=== Records for the task ===

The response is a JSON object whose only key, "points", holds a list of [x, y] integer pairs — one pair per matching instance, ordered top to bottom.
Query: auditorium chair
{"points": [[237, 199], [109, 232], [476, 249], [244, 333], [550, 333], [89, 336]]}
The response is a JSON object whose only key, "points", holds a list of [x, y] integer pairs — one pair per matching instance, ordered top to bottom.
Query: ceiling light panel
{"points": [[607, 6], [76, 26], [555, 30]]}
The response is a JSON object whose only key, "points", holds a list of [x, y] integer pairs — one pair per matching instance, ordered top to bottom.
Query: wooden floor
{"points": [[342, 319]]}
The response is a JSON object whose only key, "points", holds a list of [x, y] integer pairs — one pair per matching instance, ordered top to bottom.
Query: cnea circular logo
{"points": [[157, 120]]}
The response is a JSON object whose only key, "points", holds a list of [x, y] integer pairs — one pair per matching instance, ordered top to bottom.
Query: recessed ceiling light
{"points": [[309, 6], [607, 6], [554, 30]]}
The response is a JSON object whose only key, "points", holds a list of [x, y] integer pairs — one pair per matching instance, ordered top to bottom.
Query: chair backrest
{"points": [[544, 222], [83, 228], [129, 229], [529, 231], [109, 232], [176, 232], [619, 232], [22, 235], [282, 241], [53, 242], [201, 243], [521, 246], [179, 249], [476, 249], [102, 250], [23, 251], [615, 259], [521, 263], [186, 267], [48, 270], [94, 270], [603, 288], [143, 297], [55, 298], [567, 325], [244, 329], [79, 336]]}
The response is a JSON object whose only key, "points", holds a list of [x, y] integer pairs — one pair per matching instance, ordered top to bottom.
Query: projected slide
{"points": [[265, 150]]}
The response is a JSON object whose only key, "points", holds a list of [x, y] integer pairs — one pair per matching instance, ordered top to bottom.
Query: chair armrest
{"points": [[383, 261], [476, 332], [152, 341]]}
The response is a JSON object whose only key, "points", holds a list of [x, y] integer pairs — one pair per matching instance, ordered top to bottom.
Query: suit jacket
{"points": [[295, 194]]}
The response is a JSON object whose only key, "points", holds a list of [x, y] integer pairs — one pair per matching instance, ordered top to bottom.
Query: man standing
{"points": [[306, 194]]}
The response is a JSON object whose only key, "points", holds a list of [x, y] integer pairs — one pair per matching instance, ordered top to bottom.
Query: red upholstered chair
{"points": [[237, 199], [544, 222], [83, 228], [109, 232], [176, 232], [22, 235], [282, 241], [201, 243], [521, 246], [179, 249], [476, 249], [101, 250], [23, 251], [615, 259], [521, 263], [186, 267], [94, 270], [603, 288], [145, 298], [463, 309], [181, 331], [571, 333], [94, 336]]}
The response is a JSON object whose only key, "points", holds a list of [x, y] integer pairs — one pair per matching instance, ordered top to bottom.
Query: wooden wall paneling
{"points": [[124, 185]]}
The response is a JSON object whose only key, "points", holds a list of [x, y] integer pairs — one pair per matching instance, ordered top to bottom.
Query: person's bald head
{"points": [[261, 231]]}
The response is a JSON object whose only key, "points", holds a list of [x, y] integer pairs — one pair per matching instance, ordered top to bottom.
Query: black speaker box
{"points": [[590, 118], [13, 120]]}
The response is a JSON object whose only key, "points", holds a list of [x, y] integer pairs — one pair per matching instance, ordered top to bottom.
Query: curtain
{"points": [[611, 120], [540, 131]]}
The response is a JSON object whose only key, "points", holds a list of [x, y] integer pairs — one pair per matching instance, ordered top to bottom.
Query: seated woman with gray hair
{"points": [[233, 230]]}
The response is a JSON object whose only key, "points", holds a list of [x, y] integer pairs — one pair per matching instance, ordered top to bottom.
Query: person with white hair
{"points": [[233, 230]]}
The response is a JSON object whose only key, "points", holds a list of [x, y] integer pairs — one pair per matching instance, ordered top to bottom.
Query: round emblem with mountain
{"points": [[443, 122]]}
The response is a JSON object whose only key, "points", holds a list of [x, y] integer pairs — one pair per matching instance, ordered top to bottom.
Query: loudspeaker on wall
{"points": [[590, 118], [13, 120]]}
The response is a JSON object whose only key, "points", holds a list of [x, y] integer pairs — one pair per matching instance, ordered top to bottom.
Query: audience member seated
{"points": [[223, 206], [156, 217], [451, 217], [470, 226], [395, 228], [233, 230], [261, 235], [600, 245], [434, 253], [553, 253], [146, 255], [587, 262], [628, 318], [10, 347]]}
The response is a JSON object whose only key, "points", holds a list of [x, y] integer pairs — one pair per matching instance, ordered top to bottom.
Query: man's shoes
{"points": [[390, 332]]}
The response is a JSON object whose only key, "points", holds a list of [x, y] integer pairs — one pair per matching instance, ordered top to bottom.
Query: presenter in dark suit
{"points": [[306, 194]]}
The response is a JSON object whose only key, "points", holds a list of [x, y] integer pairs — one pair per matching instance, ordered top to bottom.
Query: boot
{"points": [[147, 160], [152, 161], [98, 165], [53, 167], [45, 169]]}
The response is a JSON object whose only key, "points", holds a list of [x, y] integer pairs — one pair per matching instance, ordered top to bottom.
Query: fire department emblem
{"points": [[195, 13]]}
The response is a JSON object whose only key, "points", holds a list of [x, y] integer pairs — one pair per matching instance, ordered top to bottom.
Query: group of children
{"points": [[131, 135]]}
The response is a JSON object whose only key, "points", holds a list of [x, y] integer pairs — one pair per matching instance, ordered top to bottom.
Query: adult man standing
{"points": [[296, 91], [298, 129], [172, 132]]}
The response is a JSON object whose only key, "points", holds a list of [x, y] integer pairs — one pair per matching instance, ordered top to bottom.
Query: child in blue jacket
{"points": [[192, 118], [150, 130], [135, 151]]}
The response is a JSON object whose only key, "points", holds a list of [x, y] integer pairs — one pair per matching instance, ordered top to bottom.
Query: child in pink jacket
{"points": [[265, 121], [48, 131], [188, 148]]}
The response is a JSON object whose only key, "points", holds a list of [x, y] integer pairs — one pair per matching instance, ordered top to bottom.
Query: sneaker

===

Task description: With the entries above as the source, set down exactly the lines from the one holding "Query: child in pink jacket" through the last line, both ends included.

Answer for this exercise:
Query: child in pink jacket
{"points": [[265, 121], [48, 131], [188, 148]]}
The response is a JSON object whose only key, "points", holds a list of [x, y] integer pairs — one pair per matching instance, ordered top to bottom.
Query: sneaker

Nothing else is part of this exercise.